--- start ---

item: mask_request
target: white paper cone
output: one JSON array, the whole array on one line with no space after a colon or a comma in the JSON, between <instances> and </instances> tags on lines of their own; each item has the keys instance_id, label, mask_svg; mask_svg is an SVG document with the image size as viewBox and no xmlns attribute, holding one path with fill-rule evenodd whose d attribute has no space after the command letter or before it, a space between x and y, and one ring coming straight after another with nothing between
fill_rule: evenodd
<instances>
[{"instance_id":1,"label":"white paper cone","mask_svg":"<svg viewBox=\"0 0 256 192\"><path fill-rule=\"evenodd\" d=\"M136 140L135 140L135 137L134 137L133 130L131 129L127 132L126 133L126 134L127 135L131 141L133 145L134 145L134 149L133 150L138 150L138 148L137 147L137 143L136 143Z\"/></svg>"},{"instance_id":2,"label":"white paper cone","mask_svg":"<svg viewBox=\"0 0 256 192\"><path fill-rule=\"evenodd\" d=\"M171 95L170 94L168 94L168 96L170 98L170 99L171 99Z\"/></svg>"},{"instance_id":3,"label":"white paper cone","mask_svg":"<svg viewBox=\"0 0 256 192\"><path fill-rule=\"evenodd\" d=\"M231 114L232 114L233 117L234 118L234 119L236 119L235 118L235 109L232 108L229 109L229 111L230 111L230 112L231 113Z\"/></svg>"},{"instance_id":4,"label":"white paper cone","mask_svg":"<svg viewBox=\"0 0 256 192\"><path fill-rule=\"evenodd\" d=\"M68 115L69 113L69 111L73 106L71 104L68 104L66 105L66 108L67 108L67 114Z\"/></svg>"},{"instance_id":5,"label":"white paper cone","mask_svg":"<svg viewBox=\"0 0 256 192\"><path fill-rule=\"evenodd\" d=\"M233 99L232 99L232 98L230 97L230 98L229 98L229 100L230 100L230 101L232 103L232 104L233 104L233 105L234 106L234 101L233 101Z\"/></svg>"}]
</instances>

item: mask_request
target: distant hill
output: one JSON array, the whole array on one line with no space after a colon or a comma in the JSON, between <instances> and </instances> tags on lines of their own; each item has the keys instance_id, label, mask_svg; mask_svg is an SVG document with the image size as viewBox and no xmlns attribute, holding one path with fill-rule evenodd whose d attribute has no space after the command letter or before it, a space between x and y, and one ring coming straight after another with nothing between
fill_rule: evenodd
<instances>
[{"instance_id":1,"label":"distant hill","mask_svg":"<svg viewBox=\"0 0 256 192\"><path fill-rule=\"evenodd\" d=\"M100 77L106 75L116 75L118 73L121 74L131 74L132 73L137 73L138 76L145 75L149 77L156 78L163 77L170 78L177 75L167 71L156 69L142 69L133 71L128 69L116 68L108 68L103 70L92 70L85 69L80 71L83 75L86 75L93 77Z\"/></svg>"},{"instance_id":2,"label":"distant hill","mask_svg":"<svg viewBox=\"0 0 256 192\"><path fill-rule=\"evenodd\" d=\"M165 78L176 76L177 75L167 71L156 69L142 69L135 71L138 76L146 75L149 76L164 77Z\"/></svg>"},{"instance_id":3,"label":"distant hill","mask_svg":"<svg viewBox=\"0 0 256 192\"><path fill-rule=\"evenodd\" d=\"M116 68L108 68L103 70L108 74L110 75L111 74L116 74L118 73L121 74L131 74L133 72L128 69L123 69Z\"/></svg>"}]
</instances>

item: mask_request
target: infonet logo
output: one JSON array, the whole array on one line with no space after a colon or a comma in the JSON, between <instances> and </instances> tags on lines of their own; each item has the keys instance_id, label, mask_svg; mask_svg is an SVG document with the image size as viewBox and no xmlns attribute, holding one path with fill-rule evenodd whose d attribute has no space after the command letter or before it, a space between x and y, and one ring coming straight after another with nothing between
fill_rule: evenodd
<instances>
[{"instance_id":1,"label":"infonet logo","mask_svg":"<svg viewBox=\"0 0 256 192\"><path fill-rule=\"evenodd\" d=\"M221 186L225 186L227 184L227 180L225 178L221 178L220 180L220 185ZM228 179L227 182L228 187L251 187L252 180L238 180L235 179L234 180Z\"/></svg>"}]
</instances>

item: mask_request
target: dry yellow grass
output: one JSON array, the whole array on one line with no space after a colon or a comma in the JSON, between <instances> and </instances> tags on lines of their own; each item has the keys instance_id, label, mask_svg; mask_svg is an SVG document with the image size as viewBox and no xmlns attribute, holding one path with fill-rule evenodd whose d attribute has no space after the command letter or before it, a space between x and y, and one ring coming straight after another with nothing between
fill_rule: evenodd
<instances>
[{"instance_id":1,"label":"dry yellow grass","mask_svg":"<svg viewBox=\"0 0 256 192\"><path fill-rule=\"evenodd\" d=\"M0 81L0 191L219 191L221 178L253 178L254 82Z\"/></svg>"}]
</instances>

--- end ---

**GOAL**.
Your task is to retype all of the records exactly.

**ANSWER TO THIS TASK**.
item: mask_request
target: white paper cone
output: one JSON array, the whole array on one line with no space after a colon or a comma in the JSON, between <instances> and </instances> tags on lines of their own; each item has the keys instance_id, label, mask_svg; mask_svg is an SVG document with the image size as viewBox and no xmlns attribute, holding one path with fill-rule evenodd whose d attribute has no space after the command letter or before it, a space between x and y, and one ring coming straight after another with nothing between
fill_rule: evenodd
<instances>
[{"instance_id":1,"label":"white paper cone","mask_svg":"<svg viewBox=\"0 0 256 192\"><path fill-rule=\"evenodd\" d=\"M136 140L135 140L135 137L134 137L133 130L131 129L127 132L126 133L126 134L127 135L131 141L133 145L134 145L134 149L133 150L138 150L138 148L137 147L137 143L136 143Z\"/></svg>"},{"instance_id":2,"label":"white paper cone","mask_svg":"<svg viewBox=\"0 0 256 192\"><path fill-rule=\"evenodd\" d=\"M171 95L170 94L168 94L168 96L170 98L170 99L171 99Z\"/></svg>"},{"instance_id":3,"label":"white paper cone","mask_svg":"<svg viewBox=\"0 0 256 192\"><path fill-rule=\"evenodd\" d=\"M231 114L232 114L233 117L234 118L234 119L236 119L235 118L235 109L232 108L229 109L229 111L230 111L230 112L231 113Z\"/></svg>"},{"instance_id":4,"label":"white paper cone","mask_svg":"<svg viewBox=\"0 0 256 192\"><path fill-rule=\"evenodd\" d=\"M68 115L69 113L69 111L73 106L71 104L68 104L66 105L66 108L67 108L67 114Z\"/></svg>"},{"instance_id":5,"label":"white paper cone","mask_svg":"<svg viewBox=\"0 0 256 192\"><path fill-rule=\"evenodd\" d=\"M233 99L232 99L232 98L230 97L230 98L229 98L229 100L230 100L230 101L232 103L232 104L233 104L233 105L234 106L234 101L233 101Z\"/></svg>"}]
</instances>

item: mask_request
target: distant hill
output: one JSON array, the whole array on one line with no space after a colon or a comma in the JSON, between <instances> and </instances> tags on lines of their own; each item has the keys instance_id, label, mask_svg; mask_svg is an SVG document with the image size as viewBox and no xmlns attribute, holding one path with fill-rule evenodd whose d attribute has no space after the command letter or before it, a space between x and y, and one ring coming straight after another with nothing between
fill_rule: evenodd
<instances>
[{"instance_id":1,"label":"distant hill","mask_svg":"<svg viewBox=\"0 0 256 192\"><path fill-rule=\"evenodd\" d=\"M100 77L106 75L116 75L118 73L121 74L131 74L132 73L137 73L138 76L145 75L149 77L156 78L163 77L170 78L177 75L167 71L156 69L142 69L133 71L128 69L116 68L108 68L103 70L92 70L85 69L80 71L83 75L86 75L93 77Z\"/></svg>"},{"instance_id":2,"label":"distant hill","mask_svg":"<svg viewBox=\"0 0 256 192\"><path fill-rule=\"evenodd\" d=\"M165 78L176 76L177 75L167 71L156 69L142 69L135 71L138 76L146 75L149 76L164 77Z\"/></svg>"},{"instance_id":3,"label":"distant hill","mask_svg":"<svg viewBox=\"0 0 256 192\"><path fill-rule=\"evenodd\" d=\"M116 68L108 68L103 70L108 74L110 75L111 74L116 74L118 73L121 74L131 74L133 72L128 69L123 69Z\"/></svg>"}]
</instances>

item: mask_request
target: infonet logo
output: one JSON array, the whole array on one line with no space after a colon or a comma in the JSON, between <instances> and </instances> tags on lines of their own; each item has the keys instance_id, label, mask_svg; mask_svg is an SVG document with the image size as viewBox and no xmlns attribute, holding one path with fill-rule evenodd whose d attribute has no space after the command letter or before it, a space between x and y, and one ring coming straight after another with nothing between
fill_rule: evenodd
<instances>
[{"instance_id":1,"label":"infonet logo","mask_svg":"<svg viewBox=\"0 0 256 192\"><path fill-rule=\"evenodd\" d=\"M221 186L225 186L227 184L227 180L225 178L221 178L220 180L220 185ZM228 179L227 182L228 187L251 187L252 180L238 180L235 179L234 180Z\"/></svg>"}]
</instances>

item: mask_request
target: dry yellow grass
output: one JSON array, the whole array on one line with no space after a colon or a comma in the JSON, between <instances> and </instances> tags on lines of their own; each item has the keys instance_id, label, mask_svg; mask_svg is an SVG document with the image size as viewBox and no xmlns attribute, holding one path with fill-rule evenodd whose d attribute has no space after the command letter or before it, a space between x and y, and one ring coming straight after another with nothing between
fill_rule: evenodd
<instances>
[{"instance_id":1,"label":"dry yellow grass","mask_svg":"<svg viewBox=\"0 0 256 192\"><path fill-rule=\"evenodd\" d=\"M0 81L0 191L219 191L221 178L253 178L254 82Z\"/></svg>"}]
</instances>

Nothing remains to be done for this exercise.